__ТЕКСТ ДЛЯ РАЗБОРА__.
=====
Любимая женщина страны

У Людмилы Гурченко была прелестная способность, ныне почти всеми утраченная: она считала нужным похвалить то, что ей нравилось. Если ей нравился фильм, или книга, или попросту удачный ответ по телевизору – она находила телефон симпатичного ей человека и звонила...

Тратить последнее

У Людмилы Гурченко была прелестная способность, ныне почти всеми утраченная: она считала нужным похвалить то, что ей нравилось. Если ей нравился фильм, или книга, или попросту удачный ответ по телевизору – она находила телефон симпатичного ей человека и звонила, и особенно своевременно это было, когда все остальные этого человека ругали.

Так она звонила режиссерам, писателям, шоуменам и несколько раз –  мне, и всегда было ощущение, что позвонили чуть ли не с небес и поощрительно сказали: продолжайте, мы наблюдаем.

Разговоры наши с ней были короткие, она вообще не очень любила долго разговаривать по телефону. Я пытаюсь вспомнить сейчас главные факты о ней – вспоминаются все больше смешные обрывки о том, как она считала главной ошибкой своей жизни невыход замуж за африканского принца. Он ей после «Карнавальной ночи» прислал письмо с предложением руки и сердца, и она сначала думала, что это розыгрыш, а потом долго колебалась и в конце концов решила, что не выдержит всю жизнь в Африке. И потом, он же, наверное, потребует, чтобы она бросила кино, а как это можно! Лучшей ролью из поздних она считала работу в рязановских «Старых клячах» и вообще любила эту картину. А из того, что сделала в семидесятых – «Пять вечеров». Главным мужчиной в жизни она считала отца – он-то и внушил ей, что она «богинька».
Она жалела, что мало сыграла у Меньшова, любила «Любовь и голуби», вообще считала его режиссером исключительным, чувствующим время и зрителя, как мало кто. На предположение, что уж в Голливуде-то она бы небось развернулась, пренебрежительно отвечала, что нечего ей было бы там делать и что такого зрителя, как в России, нет ни в каком Голливуде. И тут она была совершенно права, потому что никто больше не оценил бы сплава дворовой девчонки и роскошной звезды, который всегда в ней чувствовался и придавал ей главное очарование.
=====
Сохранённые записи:
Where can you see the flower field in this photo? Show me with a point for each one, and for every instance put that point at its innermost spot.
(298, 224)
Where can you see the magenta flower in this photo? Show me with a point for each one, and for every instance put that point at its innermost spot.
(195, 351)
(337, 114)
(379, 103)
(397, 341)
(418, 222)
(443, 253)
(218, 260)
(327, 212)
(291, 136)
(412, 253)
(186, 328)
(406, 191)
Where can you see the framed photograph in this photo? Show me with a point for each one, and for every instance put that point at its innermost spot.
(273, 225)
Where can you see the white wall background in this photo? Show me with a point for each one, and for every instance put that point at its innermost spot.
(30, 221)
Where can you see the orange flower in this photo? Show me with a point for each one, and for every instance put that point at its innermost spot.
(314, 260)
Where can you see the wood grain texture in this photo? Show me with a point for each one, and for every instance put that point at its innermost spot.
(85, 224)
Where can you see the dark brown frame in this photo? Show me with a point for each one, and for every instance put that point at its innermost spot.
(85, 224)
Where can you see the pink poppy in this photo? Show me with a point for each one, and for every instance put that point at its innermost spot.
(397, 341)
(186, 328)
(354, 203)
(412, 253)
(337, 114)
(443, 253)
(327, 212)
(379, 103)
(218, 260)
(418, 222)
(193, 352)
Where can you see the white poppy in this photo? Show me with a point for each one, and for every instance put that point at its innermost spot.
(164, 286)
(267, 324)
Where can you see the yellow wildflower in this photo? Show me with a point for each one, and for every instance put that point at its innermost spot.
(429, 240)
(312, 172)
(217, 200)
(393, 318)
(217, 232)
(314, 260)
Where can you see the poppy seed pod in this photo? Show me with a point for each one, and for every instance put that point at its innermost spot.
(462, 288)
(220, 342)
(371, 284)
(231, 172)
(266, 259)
=====
__ЗАДАНИЕ 1__. Укажите, какую из своих поздних работ Людмила Гурченко считала лучшей ролью, согласно тексту о ней.
__ЗАДАНИЕ 2__. Напишите продолжение текста о Людмиле Гурченко, начиная сразу после его последнего предложения.

__ОТВЕТ 1__. Работу в рязановских «Старых клячах».

__ОТВЕТ 2__.
И еще –  тоже редкое свойство –  она любила, когда ругали. Ей нравились рязановские слова: если стреляют – значит, мишень движущаяся. С годами выяснилось, что как раз больше всего и ругали ее за те самые фильмы и книги – я еще помню, какого шума наделали «Аплодисменты», – которые потом оказывались самыми всенародно любимыми. Как гинзбурговские «Бенефисы», например. Да и «Карнавальной ночи» доставалось по полной программе.

Ругань ее бодрила, как контрастный душ, и она всегда советовала ее ценить: значит, получилось, значит, попали в нерв! Самым трудным и противным периодом в жизни считала она вторую половину шестидесятых, когда играла мало и, по сути, не могла найти себя, – а вот после сорока все стало очень хорошо, и вообще, только после сорока начинается интересное: все еще можешь и многое уже понимаешь.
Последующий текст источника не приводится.